QUOTED TEXT =>
-- START --
Key Concepts

KakaoCloud's Hadoop Eco is a cloud platform service designed for distributed processing tasks using open-source frameworks such as Hadoop, Hive, HBase, Spark, Trino, and Kafka. It provides provisioning services for Hadoop, HBase, Trino, and Dataflow using KakaoCloud's Virtual Machines. The key concepts of Hadoop Eco are as follows.

Cluster

A cluster is a collection of nodes provisioned using Virtual Machines.

Cluster bundle

Hadoop Eco provides Core Hadoop, HBase, Trino, Dataflow, and Custom bundles.

Type	Description
Core Hadoop	Includes Hadoop, Hive, Spark, and Tez - Data is stored in HDFS and analyzed using Hive and Spark
HBase	Includes Hadoop and HBase - Data is stored in HDFS and NoSQL services are provided using HBase
Trino	Includes Hadoop, Trino, Hive, and Tez - Data is stored in HDFS and analyzed using Trino and Hive
Dataflow	Includes Hadoop, Kafka, Druid, and Superset - Data is collected via Kafka and analyzed using Druid and Superset
Custom	Hadoop and Zookeeper are installed by default, and users can freely select additional components to install. - Changing components from other bundles automatically switches to the Custom bundle.

Cluster availability types

To ensure operational stability, availability types include Standard (Single) and High Availability (HA).

Availability Type	Description
Standard (Single)	Composed of one master node and multiple worker nodes - Since there is only one master node, if a failure occurs, HDFS and YARN may not function
High Availability (HA)	Composed of three master nodes and multiple worker nodes - HDFS and YARN are configured for HA, and the master is automatically recovered in case of failure

Cluster versions

The installed component versions depend on the Hadoop Eco version.
HDE clusters offer the Core Hadoop bundle for data analysis and the HBase bundle for providing HDFS-based NoSQL services. Starting from HDE version 1.1.2, Trino and Dataflow bundles are also available.
HDE version 2.0.1 supports Hadoop 3.x, HBase 2.x, and Hive 3.x versions.

Components installed by bundle per cluster version

Core Hadoop
HBase
Trino
Dataflow

Core Hadoop

Cluster lifecycle

Hadoop Eco clusters go through various states and lifecycles, allowing users to check and manage the operational and task statuses. After the initial creation request, the lifecycle includes installation, operation, and deletion stages. The states of the cluster and instances may vary based on user actions.
-- END --
ENTRIES PROVIDED =>
-- START --
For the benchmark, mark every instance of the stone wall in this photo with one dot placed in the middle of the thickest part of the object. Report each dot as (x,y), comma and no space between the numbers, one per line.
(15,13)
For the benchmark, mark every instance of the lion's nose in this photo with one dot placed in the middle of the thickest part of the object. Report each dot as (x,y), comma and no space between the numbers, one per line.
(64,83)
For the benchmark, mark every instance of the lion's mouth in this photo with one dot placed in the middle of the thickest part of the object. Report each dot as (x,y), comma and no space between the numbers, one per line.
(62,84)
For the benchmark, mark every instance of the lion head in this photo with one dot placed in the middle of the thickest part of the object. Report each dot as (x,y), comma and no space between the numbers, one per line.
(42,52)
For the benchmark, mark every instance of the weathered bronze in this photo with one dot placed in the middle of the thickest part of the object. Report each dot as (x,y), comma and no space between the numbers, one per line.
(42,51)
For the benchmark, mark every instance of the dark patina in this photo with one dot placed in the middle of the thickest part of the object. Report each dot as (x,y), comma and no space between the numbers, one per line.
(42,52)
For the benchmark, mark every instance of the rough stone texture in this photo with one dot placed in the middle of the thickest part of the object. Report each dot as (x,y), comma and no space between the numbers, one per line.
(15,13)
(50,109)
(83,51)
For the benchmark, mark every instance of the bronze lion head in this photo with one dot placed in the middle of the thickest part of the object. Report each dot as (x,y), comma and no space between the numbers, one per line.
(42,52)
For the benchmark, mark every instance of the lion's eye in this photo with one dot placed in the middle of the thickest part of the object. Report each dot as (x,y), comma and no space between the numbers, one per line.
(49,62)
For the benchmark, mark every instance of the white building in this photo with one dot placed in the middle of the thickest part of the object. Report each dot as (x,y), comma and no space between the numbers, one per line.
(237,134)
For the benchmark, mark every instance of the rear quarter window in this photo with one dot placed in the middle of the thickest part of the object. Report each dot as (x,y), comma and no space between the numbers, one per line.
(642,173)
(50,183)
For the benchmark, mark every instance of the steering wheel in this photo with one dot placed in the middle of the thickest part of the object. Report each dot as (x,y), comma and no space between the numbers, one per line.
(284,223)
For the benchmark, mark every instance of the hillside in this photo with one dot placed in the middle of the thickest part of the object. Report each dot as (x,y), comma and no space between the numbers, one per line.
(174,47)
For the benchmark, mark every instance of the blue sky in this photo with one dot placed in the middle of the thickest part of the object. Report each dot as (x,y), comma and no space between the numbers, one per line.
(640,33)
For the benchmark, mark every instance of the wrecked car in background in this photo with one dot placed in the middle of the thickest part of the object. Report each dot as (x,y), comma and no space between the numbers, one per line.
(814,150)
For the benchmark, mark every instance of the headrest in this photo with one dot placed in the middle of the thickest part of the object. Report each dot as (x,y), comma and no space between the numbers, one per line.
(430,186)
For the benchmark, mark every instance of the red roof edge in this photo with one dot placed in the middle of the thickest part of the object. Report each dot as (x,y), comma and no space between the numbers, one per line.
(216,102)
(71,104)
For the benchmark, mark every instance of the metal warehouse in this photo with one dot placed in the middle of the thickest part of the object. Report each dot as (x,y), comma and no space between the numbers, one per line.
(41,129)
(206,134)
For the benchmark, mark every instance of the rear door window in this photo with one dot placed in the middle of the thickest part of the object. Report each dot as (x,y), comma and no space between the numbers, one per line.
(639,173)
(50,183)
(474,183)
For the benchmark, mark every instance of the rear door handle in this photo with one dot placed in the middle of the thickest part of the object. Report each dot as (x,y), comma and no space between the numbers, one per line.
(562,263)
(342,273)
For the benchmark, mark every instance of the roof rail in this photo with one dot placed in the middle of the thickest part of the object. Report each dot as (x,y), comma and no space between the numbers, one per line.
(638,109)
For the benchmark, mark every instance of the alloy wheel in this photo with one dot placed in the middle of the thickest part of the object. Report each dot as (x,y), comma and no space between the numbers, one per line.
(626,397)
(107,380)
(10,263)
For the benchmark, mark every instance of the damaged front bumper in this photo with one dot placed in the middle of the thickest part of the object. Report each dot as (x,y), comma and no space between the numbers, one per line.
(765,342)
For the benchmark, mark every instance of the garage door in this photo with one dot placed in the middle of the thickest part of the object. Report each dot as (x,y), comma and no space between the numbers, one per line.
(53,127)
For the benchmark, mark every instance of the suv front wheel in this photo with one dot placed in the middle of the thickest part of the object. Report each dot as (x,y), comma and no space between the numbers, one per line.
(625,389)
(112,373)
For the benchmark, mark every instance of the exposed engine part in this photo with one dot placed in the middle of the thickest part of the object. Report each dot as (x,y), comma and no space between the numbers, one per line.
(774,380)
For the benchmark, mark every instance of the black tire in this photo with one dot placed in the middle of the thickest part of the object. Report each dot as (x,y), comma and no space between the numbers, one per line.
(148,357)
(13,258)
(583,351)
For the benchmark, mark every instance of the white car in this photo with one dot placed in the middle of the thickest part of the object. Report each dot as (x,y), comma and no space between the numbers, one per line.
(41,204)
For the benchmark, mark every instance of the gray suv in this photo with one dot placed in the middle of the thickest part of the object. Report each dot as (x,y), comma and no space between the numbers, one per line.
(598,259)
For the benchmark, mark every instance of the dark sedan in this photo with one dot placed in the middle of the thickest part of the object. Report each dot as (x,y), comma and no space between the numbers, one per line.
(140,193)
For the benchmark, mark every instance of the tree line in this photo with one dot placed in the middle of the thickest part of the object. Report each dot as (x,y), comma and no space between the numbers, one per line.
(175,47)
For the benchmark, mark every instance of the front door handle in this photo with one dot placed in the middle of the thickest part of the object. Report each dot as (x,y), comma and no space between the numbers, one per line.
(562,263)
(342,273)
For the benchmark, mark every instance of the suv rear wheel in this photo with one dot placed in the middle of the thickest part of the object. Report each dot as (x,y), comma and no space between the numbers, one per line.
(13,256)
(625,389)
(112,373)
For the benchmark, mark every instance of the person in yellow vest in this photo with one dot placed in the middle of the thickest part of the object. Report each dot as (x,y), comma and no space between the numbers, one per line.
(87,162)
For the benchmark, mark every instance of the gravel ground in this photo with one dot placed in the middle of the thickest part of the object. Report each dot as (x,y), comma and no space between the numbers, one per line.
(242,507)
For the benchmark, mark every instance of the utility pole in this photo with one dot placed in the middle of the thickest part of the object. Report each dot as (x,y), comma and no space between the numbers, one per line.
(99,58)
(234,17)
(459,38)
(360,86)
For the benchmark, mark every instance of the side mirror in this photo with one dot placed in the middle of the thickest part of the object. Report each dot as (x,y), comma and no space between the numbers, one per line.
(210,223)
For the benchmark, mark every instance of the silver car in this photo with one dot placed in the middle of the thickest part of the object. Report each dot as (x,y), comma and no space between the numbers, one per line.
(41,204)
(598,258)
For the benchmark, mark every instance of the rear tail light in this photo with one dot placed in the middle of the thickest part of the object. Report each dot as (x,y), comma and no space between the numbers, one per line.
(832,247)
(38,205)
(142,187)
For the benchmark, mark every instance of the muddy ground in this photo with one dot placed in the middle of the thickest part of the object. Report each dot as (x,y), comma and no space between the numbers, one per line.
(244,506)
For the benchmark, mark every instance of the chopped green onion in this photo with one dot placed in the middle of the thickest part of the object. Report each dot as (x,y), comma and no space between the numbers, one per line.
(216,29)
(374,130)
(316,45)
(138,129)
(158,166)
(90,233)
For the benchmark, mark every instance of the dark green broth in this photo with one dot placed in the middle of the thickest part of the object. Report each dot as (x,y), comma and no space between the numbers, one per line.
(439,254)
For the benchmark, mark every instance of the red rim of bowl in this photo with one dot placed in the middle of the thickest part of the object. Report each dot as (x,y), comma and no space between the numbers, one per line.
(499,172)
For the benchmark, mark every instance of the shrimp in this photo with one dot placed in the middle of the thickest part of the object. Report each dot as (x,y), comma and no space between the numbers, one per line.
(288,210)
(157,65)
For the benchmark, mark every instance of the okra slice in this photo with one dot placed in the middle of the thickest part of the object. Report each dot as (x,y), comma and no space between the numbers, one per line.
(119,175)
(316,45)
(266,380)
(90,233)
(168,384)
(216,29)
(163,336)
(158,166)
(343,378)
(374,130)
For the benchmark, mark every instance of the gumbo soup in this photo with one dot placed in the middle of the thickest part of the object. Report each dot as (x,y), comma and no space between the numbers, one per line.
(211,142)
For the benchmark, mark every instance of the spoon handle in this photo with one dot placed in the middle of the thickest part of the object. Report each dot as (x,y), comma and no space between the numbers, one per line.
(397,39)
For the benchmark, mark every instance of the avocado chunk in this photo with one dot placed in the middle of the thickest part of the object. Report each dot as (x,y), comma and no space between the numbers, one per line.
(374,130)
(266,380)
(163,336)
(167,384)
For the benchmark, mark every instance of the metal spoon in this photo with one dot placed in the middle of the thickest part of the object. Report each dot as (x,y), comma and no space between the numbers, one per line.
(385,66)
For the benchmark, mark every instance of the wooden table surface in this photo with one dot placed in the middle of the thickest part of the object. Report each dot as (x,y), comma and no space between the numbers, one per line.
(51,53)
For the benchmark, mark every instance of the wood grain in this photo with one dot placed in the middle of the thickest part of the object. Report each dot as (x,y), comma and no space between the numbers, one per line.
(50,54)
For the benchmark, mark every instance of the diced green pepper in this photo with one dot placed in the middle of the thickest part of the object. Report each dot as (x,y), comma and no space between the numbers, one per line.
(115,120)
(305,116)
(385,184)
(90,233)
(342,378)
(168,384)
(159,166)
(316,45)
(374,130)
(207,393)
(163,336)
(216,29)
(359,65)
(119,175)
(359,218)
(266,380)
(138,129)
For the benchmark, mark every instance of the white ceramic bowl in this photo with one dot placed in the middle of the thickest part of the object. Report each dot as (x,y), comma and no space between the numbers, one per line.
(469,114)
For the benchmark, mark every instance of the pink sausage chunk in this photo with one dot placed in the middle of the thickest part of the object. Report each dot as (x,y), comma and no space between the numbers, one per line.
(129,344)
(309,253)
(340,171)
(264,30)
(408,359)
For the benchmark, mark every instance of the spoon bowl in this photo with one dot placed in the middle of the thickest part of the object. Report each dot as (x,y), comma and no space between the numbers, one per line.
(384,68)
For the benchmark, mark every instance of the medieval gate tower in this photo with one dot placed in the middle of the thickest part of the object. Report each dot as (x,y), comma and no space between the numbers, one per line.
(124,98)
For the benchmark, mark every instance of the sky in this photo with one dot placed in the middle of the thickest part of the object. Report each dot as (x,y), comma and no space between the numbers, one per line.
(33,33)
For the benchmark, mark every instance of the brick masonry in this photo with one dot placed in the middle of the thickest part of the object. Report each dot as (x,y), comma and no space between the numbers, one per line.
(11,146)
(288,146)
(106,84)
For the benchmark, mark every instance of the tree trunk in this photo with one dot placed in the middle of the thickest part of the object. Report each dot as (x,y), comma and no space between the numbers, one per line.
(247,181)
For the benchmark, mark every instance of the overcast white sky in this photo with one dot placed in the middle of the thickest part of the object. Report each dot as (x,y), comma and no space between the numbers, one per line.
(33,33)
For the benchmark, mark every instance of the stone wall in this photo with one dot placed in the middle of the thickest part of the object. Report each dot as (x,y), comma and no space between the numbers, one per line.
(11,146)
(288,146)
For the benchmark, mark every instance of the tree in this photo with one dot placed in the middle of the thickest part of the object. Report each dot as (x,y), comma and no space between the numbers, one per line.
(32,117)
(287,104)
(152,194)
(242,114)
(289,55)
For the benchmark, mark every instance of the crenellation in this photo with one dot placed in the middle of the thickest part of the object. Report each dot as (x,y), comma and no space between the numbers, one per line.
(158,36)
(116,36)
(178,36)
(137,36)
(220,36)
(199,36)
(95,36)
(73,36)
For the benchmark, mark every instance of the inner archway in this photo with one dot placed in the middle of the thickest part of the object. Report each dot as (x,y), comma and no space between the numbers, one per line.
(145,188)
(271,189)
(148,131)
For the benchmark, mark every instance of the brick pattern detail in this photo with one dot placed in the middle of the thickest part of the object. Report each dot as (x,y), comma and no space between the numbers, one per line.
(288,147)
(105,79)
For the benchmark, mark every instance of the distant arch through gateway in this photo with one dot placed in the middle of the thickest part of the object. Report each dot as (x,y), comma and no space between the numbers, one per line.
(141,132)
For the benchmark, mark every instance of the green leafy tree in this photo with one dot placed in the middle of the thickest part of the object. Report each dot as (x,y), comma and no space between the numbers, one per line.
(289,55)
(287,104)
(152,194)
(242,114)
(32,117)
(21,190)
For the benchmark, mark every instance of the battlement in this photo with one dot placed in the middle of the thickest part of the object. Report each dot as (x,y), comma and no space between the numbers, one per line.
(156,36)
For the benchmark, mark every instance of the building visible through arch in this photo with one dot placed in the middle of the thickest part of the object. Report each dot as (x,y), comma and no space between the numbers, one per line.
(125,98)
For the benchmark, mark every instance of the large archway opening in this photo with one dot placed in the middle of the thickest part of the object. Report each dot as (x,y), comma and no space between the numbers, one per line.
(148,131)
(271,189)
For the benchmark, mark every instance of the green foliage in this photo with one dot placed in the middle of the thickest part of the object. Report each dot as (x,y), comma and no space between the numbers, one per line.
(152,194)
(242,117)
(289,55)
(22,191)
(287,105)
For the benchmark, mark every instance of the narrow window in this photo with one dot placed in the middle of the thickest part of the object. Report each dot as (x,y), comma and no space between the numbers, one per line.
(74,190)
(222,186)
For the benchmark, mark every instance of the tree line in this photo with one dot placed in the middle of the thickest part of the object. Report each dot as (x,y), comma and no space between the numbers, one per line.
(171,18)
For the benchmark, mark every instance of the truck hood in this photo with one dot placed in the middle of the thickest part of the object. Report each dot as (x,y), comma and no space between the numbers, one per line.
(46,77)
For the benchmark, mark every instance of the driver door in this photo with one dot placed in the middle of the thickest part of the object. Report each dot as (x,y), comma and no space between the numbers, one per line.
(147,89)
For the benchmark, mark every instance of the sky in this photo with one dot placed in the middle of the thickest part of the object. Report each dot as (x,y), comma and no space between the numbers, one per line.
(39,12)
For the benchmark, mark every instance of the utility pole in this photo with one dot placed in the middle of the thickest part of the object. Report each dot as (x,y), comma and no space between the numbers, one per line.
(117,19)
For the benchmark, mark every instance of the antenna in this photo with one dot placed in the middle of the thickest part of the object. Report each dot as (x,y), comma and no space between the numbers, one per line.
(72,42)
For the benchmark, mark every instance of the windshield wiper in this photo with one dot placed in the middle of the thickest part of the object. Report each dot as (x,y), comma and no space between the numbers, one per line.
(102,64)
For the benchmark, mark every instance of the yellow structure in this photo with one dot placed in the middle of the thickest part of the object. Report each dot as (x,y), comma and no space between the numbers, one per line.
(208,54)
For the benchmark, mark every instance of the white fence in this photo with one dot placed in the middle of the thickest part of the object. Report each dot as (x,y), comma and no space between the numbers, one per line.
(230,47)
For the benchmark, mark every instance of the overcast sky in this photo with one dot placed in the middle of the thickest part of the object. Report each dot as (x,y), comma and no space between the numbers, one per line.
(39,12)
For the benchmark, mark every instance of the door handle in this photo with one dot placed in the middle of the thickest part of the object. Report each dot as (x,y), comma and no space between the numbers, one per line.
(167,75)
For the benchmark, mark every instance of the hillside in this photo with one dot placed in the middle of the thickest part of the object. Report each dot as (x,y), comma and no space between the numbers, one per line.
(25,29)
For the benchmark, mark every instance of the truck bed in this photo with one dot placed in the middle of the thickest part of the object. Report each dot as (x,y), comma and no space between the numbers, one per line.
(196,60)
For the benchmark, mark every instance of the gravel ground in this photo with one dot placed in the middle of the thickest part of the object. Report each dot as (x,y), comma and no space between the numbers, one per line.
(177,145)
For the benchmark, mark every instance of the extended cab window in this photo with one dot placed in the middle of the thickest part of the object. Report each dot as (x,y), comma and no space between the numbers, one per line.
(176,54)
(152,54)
-- END --
TASK INSTRUCTIONS => Retype the part of the Hadoop Eco text that starts at "Cluster versions" and ends at "Hive 3.x versions.". The data comes from another source and is unrelated to the Hadoop Eco text.

ANSWER TO THIS PROBLEM =>
Cluster versions

The installed component versions depend on the Hadoop Eco version.
HDE clusters offer the Core Hadoop bundle for data analysis and the HBase bundle for providing HDFS-based NoSQL services. Starting from HDE version 1.1.2, Trino and Dataflow bundles are also available.
HDE version 2.0.1 supports Hadoop 3.x, HBase 2.x, and Hive 3.x versions.